→ Task to complete
Return every record in full. Match each one exactly.

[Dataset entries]
....

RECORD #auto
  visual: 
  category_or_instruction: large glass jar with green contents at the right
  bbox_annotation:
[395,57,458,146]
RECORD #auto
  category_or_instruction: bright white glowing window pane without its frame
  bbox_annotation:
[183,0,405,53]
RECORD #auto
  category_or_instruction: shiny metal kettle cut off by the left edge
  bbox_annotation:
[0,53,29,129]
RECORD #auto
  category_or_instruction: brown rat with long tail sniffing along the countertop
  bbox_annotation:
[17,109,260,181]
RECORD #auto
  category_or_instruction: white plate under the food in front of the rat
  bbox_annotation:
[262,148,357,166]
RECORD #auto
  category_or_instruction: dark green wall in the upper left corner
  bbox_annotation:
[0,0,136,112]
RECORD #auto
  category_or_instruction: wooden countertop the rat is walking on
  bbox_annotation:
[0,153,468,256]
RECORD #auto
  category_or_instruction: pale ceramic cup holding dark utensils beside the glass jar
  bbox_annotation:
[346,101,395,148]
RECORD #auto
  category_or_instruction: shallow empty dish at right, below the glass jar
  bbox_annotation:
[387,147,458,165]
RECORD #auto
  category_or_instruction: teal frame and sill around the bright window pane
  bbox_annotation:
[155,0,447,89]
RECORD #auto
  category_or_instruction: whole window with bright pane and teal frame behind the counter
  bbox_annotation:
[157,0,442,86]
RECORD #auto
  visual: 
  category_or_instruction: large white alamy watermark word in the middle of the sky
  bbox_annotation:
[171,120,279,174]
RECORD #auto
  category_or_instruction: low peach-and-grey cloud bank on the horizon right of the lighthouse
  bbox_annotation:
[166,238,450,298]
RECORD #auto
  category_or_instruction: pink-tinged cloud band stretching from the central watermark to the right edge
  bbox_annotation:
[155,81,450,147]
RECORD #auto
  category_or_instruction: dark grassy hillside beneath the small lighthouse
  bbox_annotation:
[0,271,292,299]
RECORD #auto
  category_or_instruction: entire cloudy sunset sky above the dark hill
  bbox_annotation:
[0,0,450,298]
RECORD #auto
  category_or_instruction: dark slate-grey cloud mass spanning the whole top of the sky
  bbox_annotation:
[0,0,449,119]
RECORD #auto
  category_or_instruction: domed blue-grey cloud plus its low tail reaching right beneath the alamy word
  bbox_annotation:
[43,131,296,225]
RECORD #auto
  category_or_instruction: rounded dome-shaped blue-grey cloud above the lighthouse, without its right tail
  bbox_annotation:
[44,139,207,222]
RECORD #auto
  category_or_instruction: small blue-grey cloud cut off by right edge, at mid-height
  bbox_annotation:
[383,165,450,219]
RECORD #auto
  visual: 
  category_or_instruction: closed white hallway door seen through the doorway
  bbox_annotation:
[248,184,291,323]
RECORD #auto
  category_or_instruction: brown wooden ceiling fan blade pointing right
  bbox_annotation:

....

→ Result for this task
RECORD #auto
  visual: 
  category_or_instruction: large glass jar with green contents at the right
  bbox_annotation:
[395,57,458,146]
RECORD #auto
  category_or_instruction: bright white glowing window pane without its frame
  bbox_annotation:
[183,0,405,53]
RECORD #auto
  category_or_instruction: shiny metal kettle cut off by the left edge
  bbox_annotation:
[0,53,29,129]
RECORD #auto
  category_or_instruction: brown rat with long tail sniffing along the countertop
  bbox_annotation:
[17,109,260,181]
RECORD #auto
  category_or_instruction: white plate under the food in front of the rat
  bbox_annotation:
[262,148,357,166]
RECORD #auto
  category_or_instruction: dark green wall in the upper left corner
  bbox_annotation:
[0,0,136,112]
RECORD #auto
  category_or_instruction: wooden countertop the rat is walking on
  bbox_annotation:
[0,153,468,256]
RECORD #auto
  category_or_instruction: pale ceramic cup holding dark utensils beside the glass jar
  bbox_annotation:
[346,101,395,148]
RECORD #auto
  category_or_instruction: shallow empty dish at right, below the glass jar
  bbox_annotation:
[387,147,458,165]
RECORD #auto
  category_or_instruction: teal frame and sill around the bright window pane
  bbox_annotation:
[155,0,447,89]
RECORD #auto
  category_or_instruction: whole window with bright pane and teal frame behind the counter
  bbox_annotation:
[157,0,442,86]
RECORD #auto
  visual: 
  category_or_instruction: large white alamy watermark word in the middle of the sky
  bbox_annotation:
[171,120,279,174]
RECORD #auto
  category_or_instruction: low peach-and-grey cloud bank on the horizon right of the lighthouse
  bbox_annotation:
[166,238,450,298]
RECORD #auto
  category_or_instruction: pink-tinged cloud band stretching from the central watermark to the right edge
  bbox_annotation:
[155,81,450,147]
RECORD #auto
  category_or_instruction: dark grassy hillside beneath the small lighthouse
  bbox_annotation:
[0,271,292,299]
RECORD #auto
  category_or_instruction: entire cloudy sunset sky above the dark hill
  bbox_annotation:
[0,0,450,298]
RECORD #auto
  category_or_instruction: dark slate-grey cloud mass spanning the whole top of the sky
  bbox_annotation:
[0,0,449,119]
RECORD #auto
  category_or_instruction: domed blue-grey cloud plus its low tail reaching right beneath the alamy word
  bbox_annotation:
[43,131,296,225]
RECORD #auto
  category_or_instruction: rounded dome-shaped blue-grey cloud above the lighthouse, without its right tail
  bbox_annotation:
[44,139,207,222]
RECORD #auto
  category_or_instruction: small blue-grey cloud cut off by right edge, at mid-height
  bbox_annotation:
[383,165,450,219]
RECORD #auto
  visual: 
  category_or_instruction: closed white hallway door seen through the doorway
  bbox_annotation:
[248,184,291,323]
RECORD #auto
  category_or_instruction: brown wooden ceiling fan blade pointing right
  bbox_annotation:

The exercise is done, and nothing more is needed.